What you are asked to do
The entries that follow include a run beginning at the line with "Would you be able to tag each instance of the scattered" and ending at the line with "Target: linen napkin"; restate that run word for word and leave the rest out.

[[ Extracted records, beginning ]]

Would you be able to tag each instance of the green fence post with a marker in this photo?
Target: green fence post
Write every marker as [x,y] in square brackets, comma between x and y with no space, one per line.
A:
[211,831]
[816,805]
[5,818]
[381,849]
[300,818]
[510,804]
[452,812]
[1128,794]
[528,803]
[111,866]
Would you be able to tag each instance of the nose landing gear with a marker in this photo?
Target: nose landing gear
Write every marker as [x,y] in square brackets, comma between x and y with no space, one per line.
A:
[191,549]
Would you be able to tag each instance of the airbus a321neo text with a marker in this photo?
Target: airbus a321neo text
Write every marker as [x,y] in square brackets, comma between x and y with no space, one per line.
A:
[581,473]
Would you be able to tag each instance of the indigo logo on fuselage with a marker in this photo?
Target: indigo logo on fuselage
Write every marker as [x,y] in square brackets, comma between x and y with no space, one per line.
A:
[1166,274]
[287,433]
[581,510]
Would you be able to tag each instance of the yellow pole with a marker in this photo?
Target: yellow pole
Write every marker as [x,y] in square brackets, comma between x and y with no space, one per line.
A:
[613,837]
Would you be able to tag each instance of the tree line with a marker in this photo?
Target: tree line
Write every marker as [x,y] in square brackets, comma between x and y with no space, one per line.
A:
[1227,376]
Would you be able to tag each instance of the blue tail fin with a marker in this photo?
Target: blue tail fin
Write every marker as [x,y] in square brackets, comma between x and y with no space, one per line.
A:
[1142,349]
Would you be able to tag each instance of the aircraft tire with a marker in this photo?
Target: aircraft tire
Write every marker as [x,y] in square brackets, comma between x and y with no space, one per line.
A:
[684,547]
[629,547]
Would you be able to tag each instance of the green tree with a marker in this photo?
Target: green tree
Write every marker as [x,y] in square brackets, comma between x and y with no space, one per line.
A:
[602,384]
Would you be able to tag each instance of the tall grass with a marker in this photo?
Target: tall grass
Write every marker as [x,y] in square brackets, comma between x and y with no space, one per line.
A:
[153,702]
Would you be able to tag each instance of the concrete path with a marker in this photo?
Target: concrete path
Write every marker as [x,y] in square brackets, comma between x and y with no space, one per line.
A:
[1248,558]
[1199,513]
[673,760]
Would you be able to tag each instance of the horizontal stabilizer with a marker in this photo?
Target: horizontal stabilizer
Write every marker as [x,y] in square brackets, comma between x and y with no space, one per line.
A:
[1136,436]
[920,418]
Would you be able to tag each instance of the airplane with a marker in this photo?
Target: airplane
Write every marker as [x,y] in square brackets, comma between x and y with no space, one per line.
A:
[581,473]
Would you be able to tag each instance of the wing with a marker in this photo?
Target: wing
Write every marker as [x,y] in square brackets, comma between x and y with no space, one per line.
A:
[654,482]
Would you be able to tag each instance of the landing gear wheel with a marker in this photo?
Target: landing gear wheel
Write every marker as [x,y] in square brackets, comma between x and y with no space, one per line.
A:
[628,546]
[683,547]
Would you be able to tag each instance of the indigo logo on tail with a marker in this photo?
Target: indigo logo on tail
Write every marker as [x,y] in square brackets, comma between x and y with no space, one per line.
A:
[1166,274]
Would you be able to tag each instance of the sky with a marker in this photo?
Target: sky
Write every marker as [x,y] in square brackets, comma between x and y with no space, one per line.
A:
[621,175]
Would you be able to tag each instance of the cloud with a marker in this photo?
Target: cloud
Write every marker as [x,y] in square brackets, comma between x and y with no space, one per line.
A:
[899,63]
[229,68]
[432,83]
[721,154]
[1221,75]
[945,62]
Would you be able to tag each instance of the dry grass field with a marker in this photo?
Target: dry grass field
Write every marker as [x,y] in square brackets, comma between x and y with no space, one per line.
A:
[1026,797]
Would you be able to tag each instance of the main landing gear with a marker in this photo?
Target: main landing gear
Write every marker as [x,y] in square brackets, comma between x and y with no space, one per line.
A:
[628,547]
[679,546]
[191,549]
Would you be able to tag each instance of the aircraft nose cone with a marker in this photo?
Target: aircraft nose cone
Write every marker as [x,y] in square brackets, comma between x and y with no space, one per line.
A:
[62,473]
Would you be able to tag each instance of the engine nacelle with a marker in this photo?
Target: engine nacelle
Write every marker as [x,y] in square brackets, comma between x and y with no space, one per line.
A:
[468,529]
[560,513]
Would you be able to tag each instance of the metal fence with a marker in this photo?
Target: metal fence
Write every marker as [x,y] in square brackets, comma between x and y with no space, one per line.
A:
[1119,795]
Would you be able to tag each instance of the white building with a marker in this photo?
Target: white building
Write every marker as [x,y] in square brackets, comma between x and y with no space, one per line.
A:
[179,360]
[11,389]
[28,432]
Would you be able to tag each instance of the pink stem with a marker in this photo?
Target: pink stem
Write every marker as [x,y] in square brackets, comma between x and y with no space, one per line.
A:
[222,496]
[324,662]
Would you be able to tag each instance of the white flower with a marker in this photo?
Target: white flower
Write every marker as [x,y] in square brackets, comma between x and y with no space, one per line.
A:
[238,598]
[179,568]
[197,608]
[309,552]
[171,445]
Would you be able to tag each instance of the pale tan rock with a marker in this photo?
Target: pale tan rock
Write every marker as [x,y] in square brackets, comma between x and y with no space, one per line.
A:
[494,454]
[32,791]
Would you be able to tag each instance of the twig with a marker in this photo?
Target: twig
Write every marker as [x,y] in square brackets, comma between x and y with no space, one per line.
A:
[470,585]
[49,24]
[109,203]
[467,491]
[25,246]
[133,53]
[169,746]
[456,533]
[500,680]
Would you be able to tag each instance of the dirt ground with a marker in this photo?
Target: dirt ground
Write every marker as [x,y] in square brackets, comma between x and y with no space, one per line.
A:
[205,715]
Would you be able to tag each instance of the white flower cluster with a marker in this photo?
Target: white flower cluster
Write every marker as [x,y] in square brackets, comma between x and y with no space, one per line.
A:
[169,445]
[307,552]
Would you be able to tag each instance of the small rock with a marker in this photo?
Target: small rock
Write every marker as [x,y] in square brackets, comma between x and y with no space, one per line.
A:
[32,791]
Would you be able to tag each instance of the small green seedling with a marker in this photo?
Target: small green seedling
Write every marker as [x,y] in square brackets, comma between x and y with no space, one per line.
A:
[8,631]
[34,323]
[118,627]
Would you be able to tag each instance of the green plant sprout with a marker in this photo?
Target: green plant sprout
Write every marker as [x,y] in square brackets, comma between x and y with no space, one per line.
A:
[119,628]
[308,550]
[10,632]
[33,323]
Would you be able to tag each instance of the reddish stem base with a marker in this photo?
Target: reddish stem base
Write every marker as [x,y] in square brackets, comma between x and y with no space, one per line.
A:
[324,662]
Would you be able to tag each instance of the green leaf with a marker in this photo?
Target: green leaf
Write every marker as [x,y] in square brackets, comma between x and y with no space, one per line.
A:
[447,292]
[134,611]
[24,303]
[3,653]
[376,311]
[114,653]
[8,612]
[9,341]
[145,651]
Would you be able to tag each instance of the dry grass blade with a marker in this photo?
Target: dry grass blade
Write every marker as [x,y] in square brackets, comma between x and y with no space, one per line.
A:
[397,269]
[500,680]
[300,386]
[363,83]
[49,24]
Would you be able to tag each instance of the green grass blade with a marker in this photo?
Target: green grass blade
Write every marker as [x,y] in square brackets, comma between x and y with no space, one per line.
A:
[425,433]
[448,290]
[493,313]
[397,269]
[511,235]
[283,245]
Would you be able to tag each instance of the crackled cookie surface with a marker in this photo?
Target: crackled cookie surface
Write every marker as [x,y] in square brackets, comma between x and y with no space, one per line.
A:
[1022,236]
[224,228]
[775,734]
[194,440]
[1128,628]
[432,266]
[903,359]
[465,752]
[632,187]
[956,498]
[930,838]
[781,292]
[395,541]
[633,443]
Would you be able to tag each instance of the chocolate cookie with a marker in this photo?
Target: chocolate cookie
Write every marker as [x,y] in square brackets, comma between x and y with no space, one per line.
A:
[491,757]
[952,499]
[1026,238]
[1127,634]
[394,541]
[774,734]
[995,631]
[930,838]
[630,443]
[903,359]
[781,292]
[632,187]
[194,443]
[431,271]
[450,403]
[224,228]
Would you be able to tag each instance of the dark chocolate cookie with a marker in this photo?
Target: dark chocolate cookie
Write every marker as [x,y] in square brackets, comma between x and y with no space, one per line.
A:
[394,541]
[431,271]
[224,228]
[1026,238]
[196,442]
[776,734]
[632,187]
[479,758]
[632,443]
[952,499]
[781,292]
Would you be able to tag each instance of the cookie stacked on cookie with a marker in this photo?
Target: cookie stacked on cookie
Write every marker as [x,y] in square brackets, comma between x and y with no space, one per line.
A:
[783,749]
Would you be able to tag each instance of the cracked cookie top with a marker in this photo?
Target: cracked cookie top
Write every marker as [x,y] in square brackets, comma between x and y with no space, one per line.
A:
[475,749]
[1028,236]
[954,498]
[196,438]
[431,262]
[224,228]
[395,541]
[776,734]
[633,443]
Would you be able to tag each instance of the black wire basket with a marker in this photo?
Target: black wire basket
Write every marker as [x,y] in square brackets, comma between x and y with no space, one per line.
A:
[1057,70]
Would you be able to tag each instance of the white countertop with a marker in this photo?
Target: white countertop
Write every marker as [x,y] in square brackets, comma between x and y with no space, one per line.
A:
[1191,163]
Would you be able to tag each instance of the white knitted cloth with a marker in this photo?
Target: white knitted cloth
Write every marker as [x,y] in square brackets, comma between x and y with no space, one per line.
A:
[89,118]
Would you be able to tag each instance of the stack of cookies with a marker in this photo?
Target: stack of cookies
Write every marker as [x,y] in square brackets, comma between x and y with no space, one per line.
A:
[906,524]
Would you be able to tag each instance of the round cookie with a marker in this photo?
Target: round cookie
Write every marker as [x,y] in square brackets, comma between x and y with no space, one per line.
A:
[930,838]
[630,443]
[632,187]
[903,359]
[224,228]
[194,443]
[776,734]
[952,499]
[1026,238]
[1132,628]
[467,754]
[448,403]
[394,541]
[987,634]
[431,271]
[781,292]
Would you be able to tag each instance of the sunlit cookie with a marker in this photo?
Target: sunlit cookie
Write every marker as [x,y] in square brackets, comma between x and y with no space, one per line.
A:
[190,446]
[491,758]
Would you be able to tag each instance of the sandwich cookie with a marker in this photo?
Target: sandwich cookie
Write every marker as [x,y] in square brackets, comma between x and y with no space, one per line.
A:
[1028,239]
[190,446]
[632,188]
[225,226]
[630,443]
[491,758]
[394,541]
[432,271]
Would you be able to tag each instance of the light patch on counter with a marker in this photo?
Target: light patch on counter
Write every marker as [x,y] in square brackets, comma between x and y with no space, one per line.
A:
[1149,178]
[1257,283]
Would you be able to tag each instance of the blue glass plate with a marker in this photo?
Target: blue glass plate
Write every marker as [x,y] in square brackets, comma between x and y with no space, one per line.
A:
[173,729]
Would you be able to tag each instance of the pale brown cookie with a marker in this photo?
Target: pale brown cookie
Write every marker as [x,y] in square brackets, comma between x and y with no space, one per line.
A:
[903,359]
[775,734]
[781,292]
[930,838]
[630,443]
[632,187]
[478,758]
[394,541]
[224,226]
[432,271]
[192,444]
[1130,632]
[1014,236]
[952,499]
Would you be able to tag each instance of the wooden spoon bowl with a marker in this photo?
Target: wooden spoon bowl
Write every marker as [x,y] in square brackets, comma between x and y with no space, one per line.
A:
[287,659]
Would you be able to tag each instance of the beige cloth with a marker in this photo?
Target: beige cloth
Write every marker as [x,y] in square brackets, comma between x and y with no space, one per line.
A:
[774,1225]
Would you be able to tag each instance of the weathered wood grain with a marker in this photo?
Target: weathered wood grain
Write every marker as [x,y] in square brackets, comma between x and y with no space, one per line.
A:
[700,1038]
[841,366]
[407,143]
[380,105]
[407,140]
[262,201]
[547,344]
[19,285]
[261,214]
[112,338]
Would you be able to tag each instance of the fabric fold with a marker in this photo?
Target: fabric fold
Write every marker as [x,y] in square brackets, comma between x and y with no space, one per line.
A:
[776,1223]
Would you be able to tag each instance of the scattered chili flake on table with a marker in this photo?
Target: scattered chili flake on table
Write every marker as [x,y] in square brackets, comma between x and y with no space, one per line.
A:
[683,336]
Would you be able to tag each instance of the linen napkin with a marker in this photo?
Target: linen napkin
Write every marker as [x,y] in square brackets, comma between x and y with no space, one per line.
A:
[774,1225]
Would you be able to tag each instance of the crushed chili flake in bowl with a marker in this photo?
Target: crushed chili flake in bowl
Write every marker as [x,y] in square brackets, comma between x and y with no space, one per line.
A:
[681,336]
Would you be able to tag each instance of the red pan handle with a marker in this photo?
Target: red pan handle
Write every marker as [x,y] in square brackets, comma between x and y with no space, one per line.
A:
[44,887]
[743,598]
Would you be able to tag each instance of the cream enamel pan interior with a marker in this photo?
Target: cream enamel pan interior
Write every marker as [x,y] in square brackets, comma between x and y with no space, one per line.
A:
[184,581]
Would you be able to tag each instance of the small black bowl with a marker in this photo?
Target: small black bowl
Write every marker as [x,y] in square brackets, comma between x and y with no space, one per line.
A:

[[ Extracted records, end ]]

Result of the exercise
Would you be able to tag each instance of the scattered chili flake on table with a marker in this photo?
Target: scattered chili flake on table
Write every marker as [x,y] in square brackets, comma between x and y with no space, one per line.
A:
[683,336]
Would you be able to tag each instance of the linen napkin with a marker in this photo?
Target: linen napkin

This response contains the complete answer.